[Exercise aim]
Answer these questions from the article about Abu Rumaysah al-Britani:
(a) What was his birth name?
(b) Which country designated him a global terrorist?
(c) What kind of business did he own?

Abu Rumaysah al-Britani (born 24 June 1983), born Siddhartha Dhar, is a British citizen who is an Islamic State of Iraq and the Levant (ISIL) militant. In January 2016, he was named as the narrator in a film issued by ISIL that showed the execution of suspected spies against the regime. Abu Rumaysah has been designated as a global terrorist by the United States.

Dhar was born in London to a Bengali-speaking Hindu family of Indian origin and changed his name to Abu Rumaysah after his conversion to Islam. He is believed to be in his late 30s as of 2022. He acted as a spokesperson for the Islamist group Al-Muhajiroun, an organisation banned in the UK, and worked as an aide to Al-Muhajiroun's co-founder, Anjem Choudary. Dhar also owned a bouncy castle rental company. He lived in Walthamstow. He used social media to promote his  Islamist views and attended demonstrations in Britain against the United States, Israel, and Arab regimes. In a video he posted to YouTube, Dhar described ISIL's self declared caliphate as "...a dream for all Muslims worldwide ... We can finally have a sanctuary where we can practice our religion and live under the sharia. It is a big, big thing".

[Collected material]

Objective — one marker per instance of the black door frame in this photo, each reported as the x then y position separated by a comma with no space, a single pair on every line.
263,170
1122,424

[Output of the task]
(a) Siddhartha Dhar
(b) The United States
(c) A bouncy castle rental company